Ejercicios propuestos:
1. Transcribe literalmente la parte del fragmento que comienza con las palabras "Tenía mis amigos, pero" y concluye con "de mi cuerpo.".
2. Según el fragmento, ¿a quién acudió la persona que narra en busca de ayuda?

Fragmento seleccionado:
*-*-*

La postpandemia nuevamente me afectó, me dio ansiedad y depresión el dejar a mi hijo y a mi familia en la finca. Yo ya me había acostumbrado nuevamente a estar con Thiago y aunque nosotros hablábamos todo el tiempo por videollamada, yo lloraba y él también. Ya me había acostumbrado a escuchar el ruido de los niños y las gallinas y ahora llegar de la universidad y que todo estuviera en silencio era peor.
Tenía mis amigos, pero eran mala influencia, solo me invitaban a bailar, a tomar, pero no eran un apoyo y me deje llevar por
eso. En unos 3 meses más o menos yo salía todo el tiempo y lo que trabajaba me lo tomaba y estaba muy descontrolada hasta que caí en cuenta y dije “No más”. Hablé con el padre de una iglesia y él me ayudó, fue como mi psicólogo y mi mejor amigo porque le contaba que me sentía mal, los ataques de ansiedad eran mucho peor.
Llegaba a la Universidad a llorar y a mi casa a dormir, no comía nada, me dolía el pecho, temblaba, me asustaba y no podía controlarme entonces me daba más miedo y empezaba arañarme o pegarme para respirar mejor. No era consciente del dolor que me estaba haciendo y siempre tenían que ayudarme. No controlaba nada de mi cuerpo.

*-*-*

Datos extraídos:
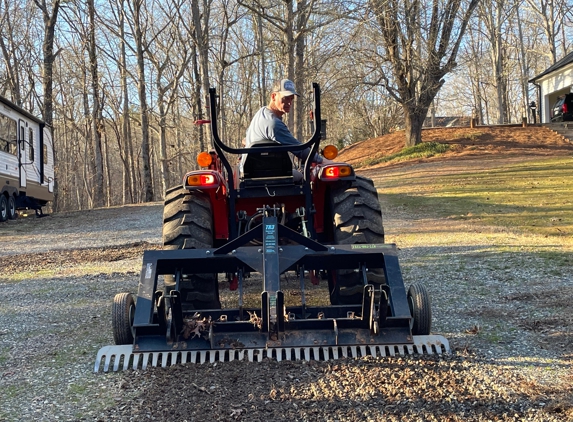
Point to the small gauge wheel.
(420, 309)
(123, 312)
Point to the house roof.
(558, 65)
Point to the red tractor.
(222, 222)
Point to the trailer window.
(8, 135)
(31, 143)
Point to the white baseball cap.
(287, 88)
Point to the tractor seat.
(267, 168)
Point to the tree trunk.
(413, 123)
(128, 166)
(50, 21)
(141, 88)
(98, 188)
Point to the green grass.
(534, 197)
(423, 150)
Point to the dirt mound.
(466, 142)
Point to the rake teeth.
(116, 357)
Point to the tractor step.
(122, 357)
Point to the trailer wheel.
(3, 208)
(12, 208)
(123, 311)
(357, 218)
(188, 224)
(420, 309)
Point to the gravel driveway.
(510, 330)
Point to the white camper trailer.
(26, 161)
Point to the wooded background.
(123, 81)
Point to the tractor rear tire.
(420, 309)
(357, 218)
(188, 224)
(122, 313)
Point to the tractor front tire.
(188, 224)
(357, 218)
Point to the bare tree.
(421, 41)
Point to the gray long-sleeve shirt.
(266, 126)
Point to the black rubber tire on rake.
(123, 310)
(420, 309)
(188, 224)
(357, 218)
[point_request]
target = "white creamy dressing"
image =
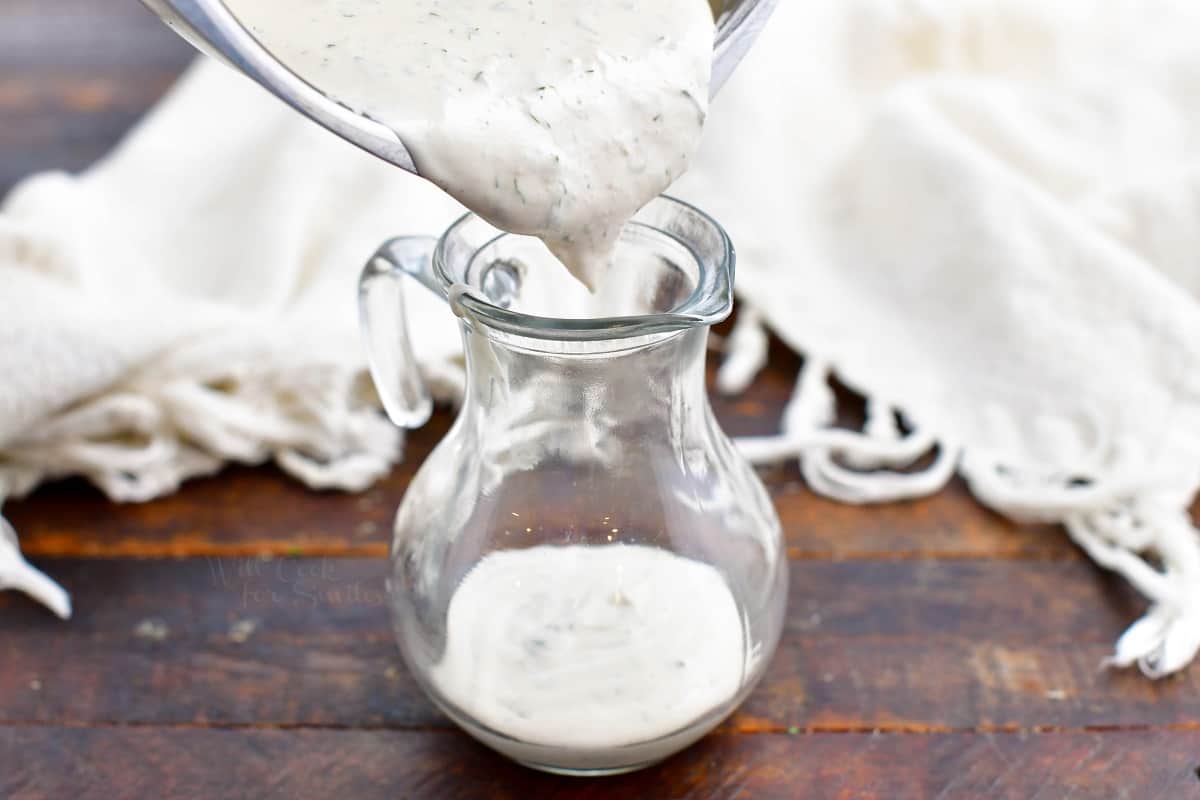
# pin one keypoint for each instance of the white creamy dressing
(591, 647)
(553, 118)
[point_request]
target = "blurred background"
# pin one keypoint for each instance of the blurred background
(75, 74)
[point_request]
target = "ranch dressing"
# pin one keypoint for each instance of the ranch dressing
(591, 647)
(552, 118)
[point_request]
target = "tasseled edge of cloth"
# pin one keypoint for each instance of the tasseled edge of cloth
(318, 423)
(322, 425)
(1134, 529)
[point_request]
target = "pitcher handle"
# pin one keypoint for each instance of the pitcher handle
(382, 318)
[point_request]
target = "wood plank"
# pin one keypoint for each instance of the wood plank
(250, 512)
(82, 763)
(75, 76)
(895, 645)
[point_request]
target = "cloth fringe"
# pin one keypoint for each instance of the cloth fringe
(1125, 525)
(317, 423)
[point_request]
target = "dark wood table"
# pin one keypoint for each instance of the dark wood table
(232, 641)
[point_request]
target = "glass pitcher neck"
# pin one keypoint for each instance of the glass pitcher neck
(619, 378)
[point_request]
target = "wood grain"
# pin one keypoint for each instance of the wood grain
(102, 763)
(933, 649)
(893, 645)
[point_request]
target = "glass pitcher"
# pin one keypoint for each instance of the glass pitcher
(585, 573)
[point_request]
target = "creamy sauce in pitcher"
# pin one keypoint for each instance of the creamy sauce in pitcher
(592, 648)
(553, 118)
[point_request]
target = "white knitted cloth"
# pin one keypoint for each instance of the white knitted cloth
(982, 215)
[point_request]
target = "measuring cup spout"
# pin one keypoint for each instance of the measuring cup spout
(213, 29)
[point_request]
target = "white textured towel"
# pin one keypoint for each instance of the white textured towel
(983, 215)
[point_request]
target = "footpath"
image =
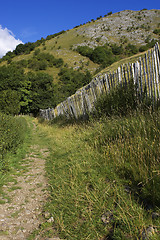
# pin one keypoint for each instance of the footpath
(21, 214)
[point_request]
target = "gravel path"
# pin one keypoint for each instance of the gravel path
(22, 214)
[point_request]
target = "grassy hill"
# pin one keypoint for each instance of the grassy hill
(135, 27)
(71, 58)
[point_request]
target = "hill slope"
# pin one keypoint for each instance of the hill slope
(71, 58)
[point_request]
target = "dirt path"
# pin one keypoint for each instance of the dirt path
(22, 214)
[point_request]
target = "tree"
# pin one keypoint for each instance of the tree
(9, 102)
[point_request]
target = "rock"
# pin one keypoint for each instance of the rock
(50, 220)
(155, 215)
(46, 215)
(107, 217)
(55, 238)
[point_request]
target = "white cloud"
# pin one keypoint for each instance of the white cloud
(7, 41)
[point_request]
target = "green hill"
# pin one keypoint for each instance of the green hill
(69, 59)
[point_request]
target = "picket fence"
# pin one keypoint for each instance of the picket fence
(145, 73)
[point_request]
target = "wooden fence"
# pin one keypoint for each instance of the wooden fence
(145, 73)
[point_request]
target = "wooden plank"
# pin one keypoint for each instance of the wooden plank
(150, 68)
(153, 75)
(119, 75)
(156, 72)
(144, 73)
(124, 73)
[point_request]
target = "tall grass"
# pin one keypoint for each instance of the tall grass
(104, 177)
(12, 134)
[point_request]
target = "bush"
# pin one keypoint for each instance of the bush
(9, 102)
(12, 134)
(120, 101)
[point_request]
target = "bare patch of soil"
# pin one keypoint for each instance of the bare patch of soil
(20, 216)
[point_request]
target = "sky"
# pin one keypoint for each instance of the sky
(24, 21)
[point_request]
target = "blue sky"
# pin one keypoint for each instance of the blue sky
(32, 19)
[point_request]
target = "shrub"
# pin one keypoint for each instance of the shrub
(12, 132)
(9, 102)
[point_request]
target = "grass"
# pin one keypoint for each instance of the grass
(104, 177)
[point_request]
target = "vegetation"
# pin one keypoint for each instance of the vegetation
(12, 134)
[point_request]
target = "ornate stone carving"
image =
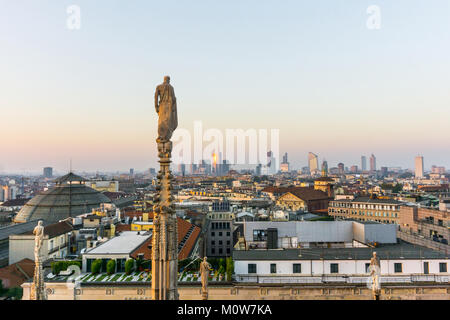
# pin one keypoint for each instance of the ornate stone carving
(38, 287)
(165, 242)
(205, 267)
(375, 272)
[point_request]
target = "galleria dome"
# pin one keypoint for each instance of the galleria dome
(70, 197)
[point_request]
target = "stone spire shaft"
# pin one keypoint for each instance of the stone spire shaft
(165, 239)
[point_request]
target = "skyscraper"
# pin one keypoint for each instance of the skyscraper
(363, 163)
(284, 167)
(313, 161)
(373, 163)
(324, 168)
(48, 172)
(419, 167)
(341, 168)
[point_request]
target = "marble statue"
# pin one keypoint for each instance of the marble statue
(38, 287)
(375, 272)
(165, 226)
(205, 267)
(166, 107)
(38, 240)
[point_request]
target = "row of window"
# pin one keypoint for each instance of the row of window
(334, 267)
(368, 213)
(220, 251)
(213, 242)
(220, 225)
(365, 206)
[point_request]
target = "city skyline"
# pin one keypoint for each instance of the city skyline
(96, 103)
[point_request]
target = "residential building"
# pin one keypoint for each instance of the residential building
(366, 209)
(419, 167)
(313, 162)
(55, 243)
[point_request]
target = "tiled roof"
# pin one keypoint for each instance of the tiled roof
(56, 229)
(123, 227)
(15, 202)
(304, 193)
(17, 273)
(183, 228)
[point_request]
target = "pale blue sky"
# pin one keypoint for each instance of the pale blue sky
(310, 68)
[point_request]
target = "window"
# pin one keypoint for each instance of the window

*-*-*

Respuestas:
1.
Tenía mis amigos, pero eran mala influencia, solo me invitaban a bailar, a tomar, pero no eran un apoyo y me deje llevar por
eso. En unos 3 meses más o menos yo salía todo el tiempo y lo que trabajaba me lo tomaba y estaba muy descontrolada hasta que caí en cuenta y dije “No más”. Hablé con el padre de una iglesia y él me ayudó, fue como mi psicólogo y mi mejor amigo porque le contaba que me sentía mal, los ataques de ansiedad eran mucho peor.
Llegaba a la Universidad a llorar y a mi casa a dormir, no comía nada, me dolía el pecho, temblaba, me asustaba y no podía controlarme entonces me daba más miedo y empezaba arañarme o pegarme para respirar mejor. No era consciente del dolor que me estaba haciendo y siempre tenían que ayudarme. No controlaba nada de mi cuerpo.

2. Al padre de una iglesia.